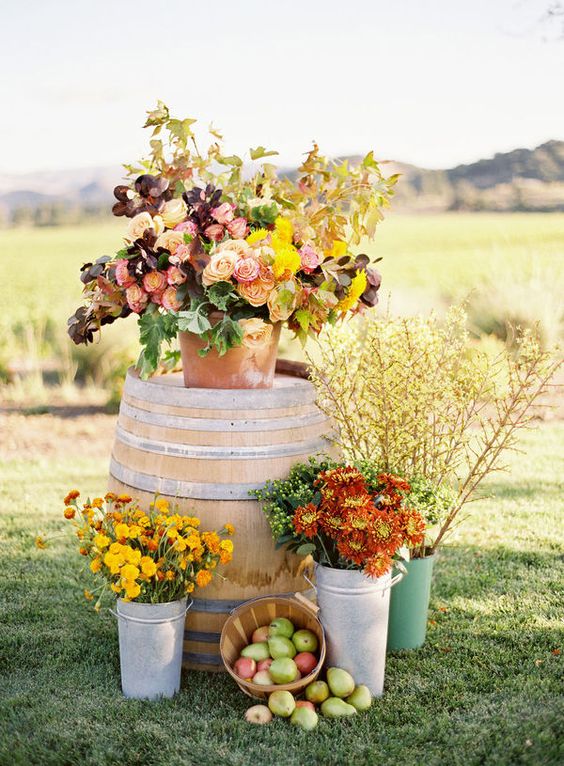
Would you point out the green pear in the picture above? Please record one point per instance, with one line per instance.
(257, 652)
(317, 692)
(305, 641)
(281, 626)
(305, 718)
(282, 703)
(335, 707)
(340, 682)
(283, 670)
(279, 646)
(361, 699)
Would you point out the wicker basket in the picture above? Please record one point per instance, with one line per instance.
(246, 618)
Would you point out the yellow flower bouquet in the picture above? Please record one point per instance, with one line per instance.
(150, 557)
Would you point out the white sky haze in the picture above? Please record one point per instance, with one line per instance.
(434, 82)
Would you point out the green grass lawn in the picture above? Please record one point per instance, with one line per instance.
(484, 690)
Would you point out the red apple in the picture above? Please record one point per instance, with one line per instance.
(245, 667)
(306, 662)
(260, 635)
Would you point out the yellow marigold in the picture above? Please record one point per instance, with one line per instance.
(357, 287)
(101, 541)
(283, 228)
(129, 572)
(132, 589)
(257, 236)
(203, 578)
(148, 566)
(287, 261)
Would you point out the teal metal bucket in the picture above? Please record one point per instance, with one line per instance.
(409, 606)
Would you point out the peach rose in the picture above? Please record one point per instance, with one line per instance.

- [To do] Reformat all of the rows above as a numbered list with one item per line. Drop blank lines and leave out the pictures.

- [Result for this task]
1. Would you point out the green pear in the picture above? Please record one point per instance, with one line per instance.
2. (257, 652)
3. (317, 692)
4. (305, 641)
5. (281, 626)
6. (305, 718)
7. (282, 703)
8. (335, 707)
9. (340, 682)
10. (283, 670)
11. (279, 646)
12. (361, 699)
13. Would you point out the wicker basket in the picture above? Please record one point per instance, with one line per instance.
14. (246, 618)
15. Would you point out the yellow flower bouquet in the picture above? Please record one point per instance, with one line per instance.
16. (150, 557)
17. Would you point out the white sky haze in the picture above? Please record one point per instance, with one line per instance.
18. (434, 82)
19. Would you point out the green grass lawn in the picture above? Please record one point per instance, with one line per instance.
20. (484, 690)
21. Would you point out the red apple in the picture above? Please record one point per instance, with one line per instance.
22. (245, 667)
23. (306, 662)
24. (260, 635)
25. Would you point out the yellow marigold in the picture above? Please record one point per instance, with one line per instance.
26. (357, 287)
27. (101, 541)
28. (283, 228)
29. (129, 572)
30. (132, 589)
31. (257, 236)
32. (203, 578)
33. (148, 566)
34. (287, 261)
35. Would you point out the teal metal bucket in the picture above? Please record one point per instance, with one line per instance.
36. (409, 606)
37. Would you point out the peach rose in the picture above? Please record one point per instance, with one line per instance.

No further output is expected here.